Herausgeber: Wolfram Völcker | Bildredaktion: Konstantin Bercht | Verlagslektorat: Miriam Halwani | Verlagsherstellung: Nadine Schmidt | E-Book-Produktion: LVD Gesellschaft für Datenverarbeitung mbH, Berlin | © 2011 Hatje Cantz Verlag, Ostfildern, und Autoren; für die abgebildeten Werke von Karl Hofer und Hermann Nitsch: VG Bild-Kunst, Bonn; von Pablo Picasso: VG Bild-Kunst, Bonn, Succession Picasso | Erschienen im Hatje Cantz Verlag, Zeppelinstraße 32, 73760 Ostfildern, Deutschland, Tel. +49 711 4405-200, Fax +49 711 4405-220, www.hatjecantz.de | ISBN 978-3-7757-3142-3 (E-Book), ISBN 978-3-7757-2792-1 (Print) | Made in Germany | Für externe Links können wir keine Haftung übernehmen. Die Inhalte der verlinkten Seiten sind ausschließlich von deren Betreiber zu verantworten.
WAS KOSTET KUNST?

Aufgabe —
Wer ist laut dem Impressum der Herausgeber? Das Material wird hier nicht gebraucht.

Daten —
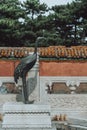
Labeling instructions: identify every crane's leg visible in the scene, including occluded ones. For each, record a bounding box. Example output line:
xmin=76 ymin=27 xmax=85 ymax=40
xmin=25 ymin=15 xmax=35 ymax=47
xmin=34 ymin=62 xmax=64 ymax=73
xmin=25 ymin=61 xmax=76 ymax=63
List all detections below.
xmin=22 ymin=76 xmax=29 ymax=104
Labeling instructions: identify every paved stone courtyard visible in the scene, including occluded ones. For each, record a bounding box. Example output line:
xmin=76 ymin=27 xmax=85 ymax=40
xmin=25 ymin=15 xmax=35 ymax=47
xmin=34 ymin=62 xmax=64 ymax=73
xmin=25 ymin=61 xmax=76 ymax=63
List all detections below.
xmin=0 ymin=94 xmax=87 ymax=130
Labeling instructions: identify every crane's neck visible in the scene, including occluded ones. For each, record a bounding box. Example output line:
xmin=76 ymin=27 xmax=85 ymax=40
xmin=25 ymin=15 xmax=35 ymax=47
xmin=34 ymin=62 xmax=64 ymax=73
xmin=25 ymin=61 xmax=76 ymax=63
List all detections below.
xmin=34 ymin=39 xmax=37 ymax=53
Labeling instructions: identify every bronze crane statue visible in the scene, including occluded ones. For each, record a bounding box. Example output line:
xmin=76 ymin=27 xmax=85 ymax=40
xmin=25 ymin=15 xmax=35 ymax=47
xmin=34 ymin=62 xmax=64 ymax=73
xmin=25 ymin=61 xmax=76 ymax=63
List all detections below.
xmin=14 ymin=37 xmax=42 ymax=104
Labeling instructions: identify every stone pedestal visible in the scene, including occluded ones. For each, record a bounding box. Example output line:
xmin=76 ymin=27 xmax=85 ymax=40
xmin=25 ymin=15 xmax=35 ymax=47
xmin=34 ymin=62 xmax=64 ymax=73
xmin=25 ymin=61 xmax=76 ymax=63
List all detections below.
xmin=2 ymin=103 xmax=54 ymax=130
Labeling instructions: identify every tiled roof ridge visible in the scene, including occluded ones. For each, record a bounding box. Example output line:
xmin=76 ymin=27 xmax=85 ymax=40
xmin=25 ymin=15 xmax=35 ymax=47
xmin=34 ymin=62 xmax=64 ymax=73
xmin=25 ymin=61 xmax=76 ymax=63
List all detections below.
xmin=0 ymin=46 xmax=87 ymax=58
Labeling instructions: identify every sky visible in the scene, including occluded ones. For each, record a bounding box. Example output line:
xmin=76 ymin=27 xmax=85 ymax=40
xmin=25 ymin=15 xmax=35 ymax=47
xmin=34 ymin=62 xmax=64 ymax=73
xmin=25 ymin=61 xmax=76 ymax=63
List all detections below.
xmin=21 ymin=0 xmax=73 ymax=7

---

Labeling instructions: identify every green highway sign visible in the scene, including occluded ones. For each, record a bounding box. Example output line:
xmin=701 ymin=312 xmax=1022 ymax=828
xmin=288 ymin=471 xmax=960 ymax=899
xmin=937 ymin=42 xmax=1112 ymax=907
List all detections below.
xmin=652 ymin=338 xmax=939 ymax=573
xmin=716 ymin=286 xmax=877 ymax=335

Lösung —
Wolfram Völcker.